Excerpt provided
If the joint that connects your big toe to your foot has a swollen, sore bump, you may have a bunion.
With bunions, the base of your big toe (metatarsophalangeal joint) gets larger and sticks out. The skin over it may be red and tender. Wearing any type of shoe may be painful. This joint flexes with every step you take. The bigger your bunion gets, the more it hurts to walk. Bursitis may set in. Your big toe may angle toward your second toe, or even move all the way under it.
The skin on the bottom of your foot may become thicker and painful. Pressure from your big toe may force your second toe out of alignment, sometimes overlapping your third toe. An advanced bunion may make your foot look grotesque.
If your bunion gets too severe, it may be difficult to walk. Your pain may become chronic and you may develop arthritis.
Cause & Symptoms
Bunions develop when the pressures of bearing and shifting your weight fall unevenly on the joints and tendons in your feet. This imbalance in pressure makes your big toe joint unstable, eventually molding the parts of the joint into a hard knob that juts out beyond the normal shape of your foot.
Experts disagree on whether tight, high-heeled or too-narrow shoes cause bunions or whether footwear simply contributes to bunion development. Other causes include:
Inherited foot type
Deformities present at birth (congenital)
Bunions may be associated with certain types of arthritis, particularly inflammatory types, such as rheumatoid arthritis. An occupation that puts extra stress on your feet or one that requires you to wear pointed shoes also can be a cause.
Symptoms often include pain, swelling, and abnormal position of the first toe.

Work request
Extend the bunion text, picking up after its last sentence.

[Stored data]
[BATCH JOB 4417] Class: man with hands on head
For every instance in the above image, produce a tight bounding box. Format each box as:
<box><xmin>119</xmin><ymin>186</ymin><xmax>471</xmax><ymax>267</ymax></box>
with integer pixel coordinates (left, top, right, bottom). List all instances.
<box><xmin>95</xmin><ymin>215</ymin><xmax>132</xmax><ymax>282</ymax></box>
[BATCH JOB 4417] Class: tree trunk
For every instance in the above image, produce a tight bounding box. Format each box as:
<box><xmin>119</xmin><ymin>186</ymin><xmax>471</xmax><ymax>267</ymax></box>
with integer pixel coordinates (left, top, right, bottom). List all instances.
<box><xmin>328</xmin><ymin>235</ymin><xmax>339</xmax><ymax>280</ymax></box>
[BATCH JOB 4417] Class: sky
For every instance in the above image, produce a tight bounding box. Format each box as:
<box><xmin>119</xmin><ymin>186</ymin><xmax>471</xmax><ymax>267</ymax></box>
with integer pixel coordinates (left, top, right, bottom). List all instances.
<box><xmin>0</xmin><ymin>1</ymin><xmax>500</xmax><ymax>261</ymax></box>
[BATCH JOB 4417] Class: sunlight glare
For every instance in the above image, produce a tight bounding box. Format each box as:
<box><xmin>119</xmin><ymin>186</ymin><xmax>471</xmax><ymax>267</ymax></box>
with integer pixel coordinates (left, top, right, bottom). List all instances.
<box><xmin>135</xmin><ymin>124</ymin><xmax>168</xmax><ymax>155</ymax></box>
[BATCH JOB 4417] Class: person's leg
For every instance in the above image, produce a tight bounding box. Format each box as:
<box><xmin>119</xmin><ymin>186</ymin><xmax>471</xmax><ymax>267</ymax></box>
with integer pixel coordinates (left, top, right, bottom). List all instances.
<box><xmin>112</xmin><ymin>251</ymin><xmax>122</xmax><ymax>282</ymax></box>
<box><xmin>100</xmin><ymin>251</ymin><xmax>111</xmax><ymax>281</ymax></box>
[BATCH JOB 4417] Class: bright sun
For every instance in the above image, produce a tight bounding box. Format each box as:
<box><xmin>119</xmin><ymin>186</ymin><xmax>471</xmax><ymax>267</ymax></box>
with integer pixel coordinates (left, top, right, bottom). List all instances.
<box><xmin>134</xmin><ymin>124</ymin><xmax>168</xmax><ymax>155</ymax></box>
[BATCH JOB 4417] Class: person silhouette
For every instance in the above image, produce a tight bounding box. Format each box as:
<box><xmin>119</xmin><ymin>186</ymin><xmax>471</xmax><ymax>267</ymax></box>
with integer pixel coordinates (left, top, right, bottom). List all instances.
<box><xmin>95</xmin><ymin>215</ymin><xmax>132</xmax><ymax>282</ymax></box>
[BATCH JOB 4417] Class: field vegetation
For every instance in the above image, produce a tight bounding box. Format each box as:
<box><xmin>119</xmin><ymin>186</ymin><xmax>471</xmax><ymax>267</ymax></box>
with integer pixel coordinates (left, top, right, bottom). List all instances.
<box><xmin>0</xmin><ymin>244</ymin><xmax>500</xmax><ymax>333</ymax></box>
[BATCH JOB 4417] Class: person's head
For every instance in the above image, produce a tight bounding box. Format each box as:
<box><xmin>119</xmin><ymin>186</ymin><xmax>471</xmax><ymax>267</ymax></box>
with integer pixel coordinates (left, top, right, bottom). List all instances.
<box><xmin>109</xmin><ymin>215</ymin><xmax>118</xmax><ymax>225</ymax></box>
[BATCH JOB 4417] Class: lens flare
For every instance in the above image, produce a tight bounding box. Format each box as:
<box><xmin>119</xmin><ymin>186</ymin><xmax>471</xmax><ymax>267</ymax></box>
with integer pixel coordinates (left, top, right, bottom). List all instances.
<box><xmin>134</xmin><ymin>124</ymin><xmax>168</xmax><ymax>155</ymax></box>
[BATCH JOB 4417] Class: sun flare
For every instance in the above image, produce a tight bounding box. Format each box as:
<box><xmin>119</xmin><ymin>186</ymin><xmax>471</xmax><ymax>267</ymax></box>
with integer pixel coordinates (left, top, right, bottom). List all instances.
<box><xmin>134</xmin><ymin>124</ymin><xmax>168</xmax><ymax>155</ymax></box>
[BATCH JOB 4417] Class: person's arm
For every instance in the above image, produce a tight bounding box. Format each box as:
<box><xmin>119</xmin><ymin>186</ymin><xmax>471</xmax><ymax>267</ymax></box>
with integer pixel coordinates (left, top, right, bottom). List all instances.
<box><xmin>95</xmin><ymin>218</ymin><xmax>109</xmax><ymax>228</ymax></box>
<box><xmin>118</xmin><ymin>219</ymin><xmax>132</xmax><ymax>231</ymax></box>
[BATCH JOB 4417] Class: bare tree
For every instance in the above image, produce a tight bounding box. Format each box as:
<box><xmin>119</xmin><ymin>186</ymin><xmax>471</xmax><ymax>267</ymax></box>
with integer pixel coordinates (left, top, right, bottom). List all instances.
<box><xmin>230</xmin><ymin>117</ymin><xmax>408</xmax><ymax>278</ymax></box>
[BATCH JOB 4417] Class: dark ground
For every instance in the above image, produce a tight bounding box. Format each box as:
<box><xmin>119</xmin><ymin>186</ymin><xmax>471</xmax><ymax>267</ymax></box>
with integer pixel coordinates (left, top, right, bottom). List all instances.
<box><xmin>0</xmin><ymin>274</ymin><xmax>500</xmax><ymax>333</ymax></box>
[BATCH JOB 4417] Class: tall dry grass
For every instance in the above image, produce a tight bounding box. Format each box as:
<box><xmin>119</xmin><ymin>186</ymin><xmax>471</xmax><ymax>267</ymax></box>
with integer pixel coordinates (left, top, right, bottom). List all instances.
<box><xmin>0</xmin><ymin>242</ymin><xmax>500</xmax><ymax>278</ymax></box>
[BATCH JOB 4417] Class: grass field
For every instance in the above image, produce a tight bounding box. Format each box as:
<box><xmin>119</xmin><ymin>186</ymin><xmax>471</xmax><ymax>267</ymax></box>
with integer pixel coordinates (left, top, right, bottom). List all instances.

Result for this exercise
The technical term for bunions is “hallux valgus” (HV). This refers to the first toe or hallux moving away or abducting from the middle of the foot and then twisting in such a way that the inside edge actually touches the ground and the outside edge turns upward. This term describes the deviation of the toe toward the outside part of the foot.
If left untreated, bunions can worsen over time and cause considerable difficulty in walking, discomfort, and skin problems such as corns.
In some cases, a small bursa (fluid-filled sac) near the joint becomes inflamed. This condition is known as bursitis and can cause additional redness, swelling, and pain.
Less frequently, bunions occur at the base of the fifth toe. When this occurs, it is called a “tailor’s bunion” or bunionette.
Your doctor can identify a bunion by examining your foot. Watching your big toe as you move it up and down will help your doctor determine if your range of motion is limited. Your doctor will also look for redness or swelling.
After the physical exam, an X-ray of your foot can help your doctor identify the cause of the bunion and rate its severity.